(Extracted records)
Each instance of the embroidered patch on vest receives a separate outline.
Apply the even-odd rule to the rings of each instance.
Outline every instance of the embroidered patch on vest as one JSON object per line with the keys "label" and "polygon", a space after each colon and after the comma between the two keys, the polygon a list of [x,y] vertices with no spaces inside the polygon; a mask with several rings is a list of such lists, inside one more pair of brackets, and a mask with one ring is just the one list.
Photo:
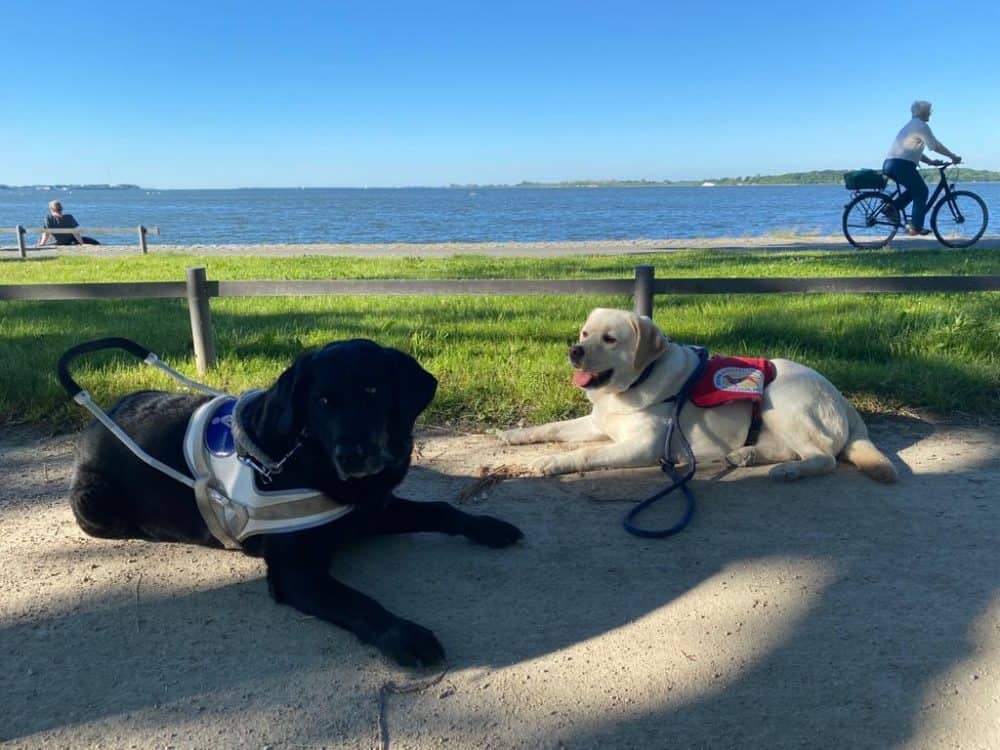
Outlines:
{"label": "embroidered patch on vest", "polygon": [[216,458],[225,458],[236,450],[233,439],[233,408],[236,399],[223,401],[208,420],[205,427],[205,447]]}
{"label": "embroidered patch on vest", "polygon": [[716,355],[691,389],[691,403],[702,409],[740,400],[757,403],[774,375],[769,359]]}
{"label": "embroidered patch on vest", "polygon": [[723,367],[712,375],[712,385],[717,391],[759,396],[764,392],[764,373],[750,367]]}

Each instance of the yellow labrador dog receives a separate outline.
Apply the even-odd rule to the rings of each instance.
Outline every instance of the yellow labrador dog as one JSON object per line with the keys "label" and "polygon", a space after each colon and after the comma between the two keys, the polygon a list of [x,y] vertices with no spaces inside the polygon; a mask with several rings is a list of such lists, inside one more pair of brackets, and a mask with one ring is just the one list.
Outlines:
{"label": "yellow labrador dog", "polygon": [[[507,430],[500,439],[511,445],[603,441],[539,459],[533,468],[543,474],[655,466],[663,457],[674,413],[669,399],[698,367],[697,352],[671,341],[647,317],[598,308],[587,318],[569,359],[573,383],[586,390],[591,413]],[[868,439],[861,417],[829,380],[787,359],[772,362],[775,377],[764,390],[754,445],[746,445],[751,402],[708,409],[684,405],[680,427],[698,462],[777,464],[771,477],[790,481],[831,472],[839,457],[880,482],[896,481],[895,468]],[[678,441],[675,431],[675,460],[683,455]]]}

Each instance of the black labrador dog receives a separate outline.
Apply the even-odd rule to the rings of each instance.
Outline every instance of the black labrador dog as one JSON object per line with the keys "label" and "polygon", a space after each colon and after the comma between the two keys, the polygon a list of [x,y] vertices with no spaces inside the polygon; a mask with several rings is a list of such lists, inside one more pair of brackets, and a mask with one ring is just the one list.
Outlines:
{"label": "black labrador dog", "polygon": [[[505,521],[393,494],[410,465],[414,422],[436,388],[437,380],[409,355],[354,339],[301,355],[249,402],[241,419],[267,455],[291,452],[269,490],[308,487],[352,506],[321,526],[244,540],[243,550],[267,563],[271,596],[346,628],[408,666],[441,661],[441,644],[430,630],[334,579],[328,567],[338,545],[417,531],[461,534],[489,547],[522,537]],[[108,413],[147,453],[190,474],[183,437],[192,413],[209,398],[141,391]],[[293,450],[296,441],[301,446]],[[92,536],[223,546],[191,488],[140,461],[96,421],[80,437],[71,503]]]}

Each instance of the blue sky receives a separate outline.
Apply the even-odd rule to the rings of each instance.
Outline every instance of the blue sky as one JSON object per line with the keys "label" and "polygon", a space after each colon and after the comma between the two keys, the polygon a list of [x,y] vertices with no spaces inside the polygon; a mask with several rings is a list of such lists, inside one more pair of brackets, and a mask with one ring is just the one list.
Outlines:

◆ What to work on
Above are records; repeat only the lines starting at the line with "Each instance of the yellow" and ending at the line with "Outline every instance of the yellow", exactly as they appear, both included.

◆ Solution for this task
Each instance of the yellow labrador dog receives a separate outline.
Apply the even-odd rule to the rings of each instance.
Outline every instance of the yellow labrador dog as one JSON object per line with the keys "label" and "polygon", a space after each colon and after the comma between the two keys, the polygon a list of [x,y] vertices with no spaces inside the polygon; a mask with several rings is a list of such lists, inside one more pair of brackets, and a mask with one ring is just the one list.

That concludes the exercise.